▶ _TASK STATEMENT_:
Restate every line of the material, word for word.
[[ DATA TO EXAMINE open ]]
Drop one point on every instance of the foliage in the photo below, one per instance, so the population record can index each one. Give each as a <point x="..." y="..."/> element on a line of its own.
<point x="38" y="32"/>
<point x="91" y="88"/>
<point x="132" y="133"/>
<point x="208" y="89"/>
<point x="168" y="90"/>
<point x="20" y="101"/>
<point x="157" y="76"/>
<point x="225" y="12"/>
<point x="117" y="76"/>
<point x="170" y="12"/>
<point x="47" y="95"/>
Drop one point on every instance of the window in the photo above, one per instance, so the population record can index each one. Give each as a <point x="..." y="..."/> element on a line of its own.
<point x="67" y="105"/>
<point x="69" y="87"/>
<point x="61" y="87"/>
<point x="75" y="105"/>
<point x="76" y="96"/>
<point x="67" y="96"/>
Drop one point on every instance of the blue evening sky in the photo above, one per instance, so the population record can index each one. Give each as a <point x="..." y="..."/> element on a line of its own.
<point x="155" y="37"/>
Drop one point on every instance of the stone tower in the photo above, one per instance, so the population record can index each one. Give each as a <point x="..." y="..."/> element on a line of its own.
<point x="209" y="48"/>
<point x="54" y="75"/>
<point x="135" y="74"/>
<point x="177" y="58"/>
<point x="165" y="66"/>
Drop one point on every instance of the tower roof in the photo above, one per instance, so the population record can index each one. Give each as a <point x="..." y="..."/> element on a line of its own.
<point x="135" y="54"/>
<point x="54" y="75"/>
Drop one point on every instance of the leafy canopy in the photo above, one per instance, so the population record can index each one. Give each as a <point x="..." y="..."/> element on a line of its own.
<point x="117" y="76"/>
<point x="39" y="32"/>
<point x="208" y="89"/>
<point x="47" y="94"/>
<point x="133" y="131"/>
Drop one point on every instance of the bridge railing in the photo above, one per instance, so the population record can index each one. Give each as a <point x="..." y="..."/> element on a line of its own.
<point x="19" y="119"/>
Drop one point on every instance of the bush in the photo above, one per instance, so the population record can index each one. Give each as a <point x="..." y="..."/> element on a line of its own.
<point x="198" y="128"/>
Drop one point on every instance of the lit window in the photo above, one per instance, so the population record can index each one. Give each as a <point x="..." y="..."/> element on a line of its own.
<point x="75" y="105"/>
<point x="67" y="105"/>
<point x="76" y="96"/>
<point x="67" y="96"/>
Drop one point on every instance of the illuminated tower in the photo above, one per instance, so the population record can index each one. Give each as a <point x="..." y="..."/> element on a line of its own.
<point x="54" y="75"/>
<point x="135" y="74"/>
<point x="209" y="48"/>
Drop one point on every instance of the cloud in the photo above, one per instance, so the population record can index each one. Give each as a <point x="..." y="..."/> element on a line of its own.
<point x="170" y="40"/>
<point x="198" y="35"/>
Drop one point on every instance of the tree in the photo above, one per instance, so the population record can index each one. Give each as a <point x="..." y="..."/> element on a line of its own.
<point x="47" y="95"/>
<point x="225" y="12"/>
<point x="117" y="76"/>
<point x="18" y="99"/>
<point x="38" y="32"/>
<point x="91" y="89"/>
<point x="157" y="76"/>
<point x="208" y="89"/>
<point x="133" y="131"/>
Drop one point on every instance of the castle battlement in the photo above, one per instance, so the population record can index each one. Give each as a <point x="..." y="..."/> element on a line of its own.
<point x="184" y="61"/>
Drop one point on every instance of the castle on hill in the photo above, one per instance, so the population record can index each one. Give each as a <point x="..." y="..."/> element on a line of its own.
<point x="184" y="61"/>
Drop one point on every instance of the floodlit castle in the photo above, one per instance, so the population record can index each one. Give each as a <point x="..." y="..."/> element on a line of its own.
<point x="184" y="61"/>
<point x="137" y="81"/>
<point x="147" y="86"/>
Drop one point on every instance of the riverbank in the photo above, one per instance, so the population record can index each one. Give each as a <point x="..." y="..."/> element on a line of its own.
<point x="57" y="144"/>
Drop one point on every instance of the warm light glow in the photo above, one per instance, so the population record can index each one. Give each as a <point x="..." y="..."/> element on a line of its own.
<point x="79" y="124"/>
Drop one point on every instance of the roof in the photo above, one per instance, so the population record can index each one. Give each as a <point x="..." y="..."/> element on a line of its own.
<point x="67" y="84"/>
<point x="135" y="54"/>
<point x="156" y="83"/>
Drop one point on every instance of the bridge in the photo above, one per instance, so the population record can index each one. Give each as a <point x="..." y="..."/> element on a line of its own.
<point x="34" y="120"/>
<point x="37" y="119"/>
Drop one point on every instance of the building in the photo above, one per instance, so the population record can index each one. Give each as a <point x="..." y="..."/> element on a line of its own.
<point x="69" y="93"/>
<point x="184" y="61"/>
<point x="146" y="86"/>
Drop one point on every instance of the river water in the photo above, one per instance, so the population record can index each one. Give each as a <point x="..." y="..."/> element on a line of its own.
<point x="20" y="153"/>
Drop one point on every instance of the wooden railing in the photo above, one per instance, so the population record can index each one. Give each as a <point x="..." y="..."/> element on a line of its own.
[[ DATA TO EXAMINE closed ]]
▶ _REPLY TO THE TASK_:
Drop one point on every instance of the foliage in the photo below, one per instance, so the population record can index each one. Give each as a <point x="..." y="..."/> element on a line of its own.
<point x="38" y="32"/>
<point x="91" y="88"/>
<point x="132" y="133"/>
<point x="208" y="89"/>
<point x="168" y="90"/>
<point x="20" y="101"/>
<point x="157" y="76"/>
<point x="225" y="12"/>
<point x="117" y="76"/>
<point x="170" y="12"/>
<point x="47" y="95"/>
Drop one point on every instance of the window in the photo above, one per instance, so the population record can index each one. Give each as a <point x="..." y="..."/> element on a line of its own.
<point x="67" y="105"/>
<point x="69" y="87"/>
<point x="61" y="87"/>
<point x="75" y="105"/>
<point x="76" y="96"/>
<point x="67" y="96"/>
Drop one point on every instance of the blue evening sky in the photo above, one per instance, so the population record can index each one. Give each as a <point x="..." y="..."/> element on a line of its own.
<point x="155" y="37"/>
Drop one point on every instance of the stone tower in the photo above, one per instance, so the population record can index each one. Give each as a <point x="..." y="..."/> element on a line of its own.
<point x="209" y="48"/>
<point x="54" y="75"/>
<point x="135" y="74"/>
<point x="177" y="58"/>
<point x="165" y="66"/>
Drop one point on every instance of the tower roof in the photo above, one per instance, so the population record can index each one. Give each as a <point x="..." y="..."/> element on a line of its own.
<point x="135" y="54"/>
<point x="54" y="75"/>
Drop one point on every instance of the leafy canopy in the photo above, one per instance, so the population record can index each one. Give each as a <point x="..." y="..."/> element on a line of its own.
<point x="117" y="76"/>
<point x="39" y="32"/>
<point x="208" y="89"/>
<point x="47" y="94"/>
<point x="133" y="131"/>
Drop one point on every instance of the bridge railing in the photo above, one per instance, so the population record can index each one. Give each as a <point x="..." y="..."/> element on a line of its own.
<point x="19" y="119"/>
Drop one point on every instance of the bush in the photo above, one per instance, so the population record can index each one. Give each as a <point x="..." y="..."/> element on a line of its own.
<point x="198" y="128"/>
Drop one point on every instance of the lit window in the photo above, one per instance, so the population record can index each one. Give each as a <point x="..." y="..."/> element on a line of its own.
<point x="75" y="105"/>
<point x="67" y="105"/>
<point x="76" y="96"/>
<point x="67" y="96"/>
Drop one point on every instance of the illuminated tower in the photo above, one per instance, so the population record can index each one. Give each as a <point x="..." y="..."/> element on a line of its own.
<point x="54" y="75"/>
<point x="135" y="74"/>
<point x="209" y="48"/>
Drop one point on every instance of the cloud in the photo above, one per instance, so the population record can index each one. Give each as a <point x="..." y="..."/> element on a line of its own.
<point x="170" y="40"/>
<point x="198" y="35"/>
Drop one point on every instance of the tree in the photo above, one per instance, so the population record can index each one. Give each as a <point x="..." y="..."/> element on a line of its own.
<point x="47" y="95"/>
<point x="225" y="12"/>
<point x="117" y="76"/>
<point x="18" y="99"/>
<point x="38" y="32"/>
<point x="91" y="89"/>
<point x="157" y="76"/>
<point x="208" y="89"/>
<point x="133" y="131"/>
Drop one point on every instance of the castle battlement in the photo above, one per instance, so the population record can index each one. Give each as a <point x="..." y="..."/> element on a line of its own.
<point x="184" y="61"/>
Drop one point on every instance of the castle on hill in the photo above, one per instance, so the population record can index each one. Give each as a <point x="..." y="..."/> element on a line of its own.
<point x="184" y="61"/>
Drop one point on every instance of the floodlit castle in the photo above, one per instance, so the population record can index each one. Give each as a <point x="..." y="..."/> element on a line of its own.
<point x="184" y="61"/>
<point x="137" y="81"/>
<point x="147" y="86"/>
Drop one point on every instance of the riverbank in the photo above, one per instance, so the population record can index each one. Give each as a <point x="..." y="..."/> element on a line of its own.
<point x="57" y="144"/>
Drop one point on every instance of the warm light glow in the photo above, one per instance, so the population record can index each one. Give each as a <point x="..." y="..."/> element on a line of its own.
<point x="79" y="124"/>
Drop one point on every instance of the roof in the photo above, one per instance, so the population record can index each one. Give each as a <point x="..." y="..."/> element on a line of its own.
<point x="67" y="84"/>
<point x="135" y="54"/>
<point x="156" y="83"/>
Drop one point on every instance of the bridge in the photo above, one per instance, so the population record can index each one. Give each as a <point x="..." y="..."/> element on a line of its own.
<point x="34" y="120"/>
<point x="37" y="119"/>
Drop one point on every instance of the building in the photo above, one per instance, so the population record can index each one. Give each as a <point x="..." y="..."/> element on a line of its own.
<point x="69" y="93"/>
<point x="184" y="61"/>
<point x="146" y="86"/>
Drop one point on every instance of the river water in the photo above, one per instance, so the population record can index each one. Give each as a <point x="..." y="..."/> element on a line of its own.
<point x="20" y="153"/>
Drop one point on every instance of the wooden railing in the photo above, one per instance, so the population record can index each one. Give each as a <point x="..." y="..."/> element on a line of its own.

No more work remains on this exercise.